*** Opening of EXERCISE MATERIALS ***
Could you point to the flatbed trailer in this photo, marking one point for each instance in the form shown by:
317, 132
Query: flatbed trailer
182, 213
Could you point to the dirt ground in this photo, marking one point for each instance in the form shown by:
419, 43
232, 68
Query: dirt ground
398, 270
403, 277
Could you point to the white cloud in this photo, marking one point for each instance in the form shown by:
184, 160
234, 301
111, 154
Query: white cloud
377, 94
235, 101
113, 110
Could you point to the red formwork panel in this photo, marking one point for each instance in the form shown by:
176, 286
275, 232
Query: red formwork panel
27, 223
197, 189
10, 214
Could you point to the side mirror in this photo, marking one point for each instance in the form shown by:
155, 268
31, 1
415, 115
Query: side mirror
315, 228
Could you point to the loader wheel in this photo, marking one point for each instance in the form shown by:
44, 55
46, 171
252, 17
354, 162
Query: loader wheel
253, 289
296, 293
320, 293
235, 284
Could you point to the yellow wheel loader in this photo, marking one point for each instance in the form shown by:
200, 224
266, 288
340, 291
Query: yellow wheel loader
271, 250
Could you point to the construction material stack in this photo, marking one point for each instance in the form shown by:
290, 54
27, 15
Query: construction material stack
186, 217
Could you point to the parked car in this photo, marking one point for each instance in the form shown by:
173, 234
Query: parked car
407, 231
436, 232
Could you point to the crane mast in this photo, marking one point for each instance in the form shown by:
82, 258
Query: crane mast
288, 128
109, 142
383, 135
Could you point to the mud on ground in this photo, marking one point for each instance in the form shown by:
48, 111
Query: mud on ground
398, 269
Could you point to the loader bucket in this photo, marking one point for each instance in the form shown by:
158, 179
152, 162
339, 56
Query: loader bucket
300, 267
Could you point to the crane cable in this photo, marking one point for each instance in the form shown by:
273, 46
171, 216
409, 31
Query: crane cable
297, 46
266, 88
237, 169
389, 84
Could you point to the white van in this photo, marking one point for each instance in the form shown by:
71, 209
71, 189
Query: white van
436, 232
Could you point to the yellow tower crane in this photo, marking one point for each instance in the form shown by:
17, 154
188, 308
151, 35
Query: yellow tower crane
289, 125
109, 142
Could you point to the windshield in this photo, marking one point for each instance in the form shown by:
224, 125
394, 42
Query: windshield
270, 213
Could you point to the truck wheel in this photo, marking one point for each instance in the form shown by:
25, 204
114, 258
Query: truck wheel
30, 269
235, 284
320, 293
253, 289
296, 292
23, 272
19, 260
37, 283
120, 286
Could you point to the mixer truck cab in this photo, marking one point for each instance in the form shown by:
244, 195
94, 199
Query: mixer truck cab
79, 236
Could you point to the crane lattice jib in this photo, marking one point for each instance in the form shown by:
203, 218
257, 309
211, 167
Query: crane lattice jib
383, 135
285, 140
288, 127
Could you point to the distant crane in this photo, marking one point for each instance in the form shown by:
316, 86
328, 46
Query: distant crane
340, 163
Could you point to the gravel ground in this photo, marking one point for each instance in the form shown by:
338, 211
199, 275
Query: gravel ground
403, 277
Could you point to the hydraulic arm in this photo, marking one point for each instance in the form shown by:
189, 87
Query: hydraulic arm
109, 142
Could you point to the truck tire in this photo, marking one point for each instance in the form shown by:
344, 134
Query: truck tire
*** Close of EXERCISE MATERIALS ***
**TASK TO CARRY OUT**
Transcribe the data above verbatim.

**RESPONSE AREA**
Could you point to the flatbed trailer in this photo, marking one point for each instance in the form shown by:
317, 132
Query: flatbed trailer
182, 213
Could you point to the dirt ground in this photo, marking one point for each instance in the form shown by:
419, 43
232, 68
Query: dirt ground
398, 270
403, 277
Could you point to the white cloud in this photo, marking one point for each instance in the form shown by:
184, 160
234, 301
111, 154
Query: white cloud
377, 94
235, 101
113, 110
Could you point to the red formwork panel in this photo, marking one point for each instance in the form shown by:
176, 286
275, 232
Query: red formwork panel
27, 223
197, 189
10, 214
Could you point to the side mirror in this photo, marking one point for each instance in the form shown by:
155, 268
31, 1
415, 115
Query: side mirror
315, 228
Could you point to the loader wheel in this photo, marking one point for each instance in the form shown by:
44, 55
46, 171
252, 17
354, 162
Query: loader wheel
253, 289
296, 293
320, 293
235, 284
Could you point to the yellow wheel loader in this photo, marking one point for each instance in the form shown by:
200, 224
266, 288
340, 291
Query: yellow wheel loader
271, 250
Could you point to the construction material stack in this photo, marking one point for each instance in the form shown by:
290, 54
27, 15
Query: construction material stack
186, 217
Could you point to the parked car in this photo, marking one point for each instance in the form shown by:
173, 234
Query: parked car
407, 231
436, 232
Could you point to the crane mast in this photo, marking one point for each instance in the form shown by:
82, 258
Query: crane mast
288, 128
109, 142
383, 135
Could you point to the mud on ground in this photo, marking one point for each instance in the form shown by:
48, 111
Query: mud on ground
398, 269
Could you point to the loader bucket in this photo, marking one point for each instance in the form shown by:
158, 179
152, 162
339, 56
Query: loader bucket
300, 267
Could you point to the crane cable in this photo, marking one point for each instance in the form shown by:
273, 46
171, 216
409, 31
Query: crane cable
297, 46
266, 88
237, 169
389, 84
Could you point to the white van in this photo, marking one point for each instance in the form shown by:
71, 209
71, 189
Query: white van
436, 232
Could you point to the yellow tower crane in this photo, marking one point for each instance in the form shown by:
17, 154
188, 308
151, 35
Query: yellow tower crane
289, 125
109, 142
Could you point to the windshield in this photo, marking one point for each instance in the form shown by:
224, 125
394, 42
Query: windshield
270, 213
Could you point to the truck wheel in this photo, marking one point for each instance in the form shown by:
25, 204
114, 258
Query: truck wheel
30, 269
235, 284
320, 293
253, 289
296, 292
23, 272
19, 260
37, 283
120, 286
Could you point to the mixer truck cab in this photo, marking one point for each instance in the form shown by:
244, 195
94, 199
Query: mixer truck cab
79, 236
Could you point to the crane lattice jib in this photo, marking one point for each instance in the form shown by:
203, 218
257, 309
211, 167
Query: crane lattice jib
383, 135
285, 140
288, 127
Could you point to the distant crane in this photo, marking one point for each instance in the form shown by:
316, 86
328, 46
Query: distant crane
340, 163
Could you point to the gravel ground in this photo, marking one point for each instance in the form shown by:
338, 211
199, 275
Query: gravel ground
403, 277
Could you point to the hydraulic arm in this photo, marking one point for each instance in the form shown by:
189, 87
Query: hydraulic arm
109, 142
Could you point to the truck tire in this photo, marking one point for each instance in the form shown by:
344, 134
Query: truck tire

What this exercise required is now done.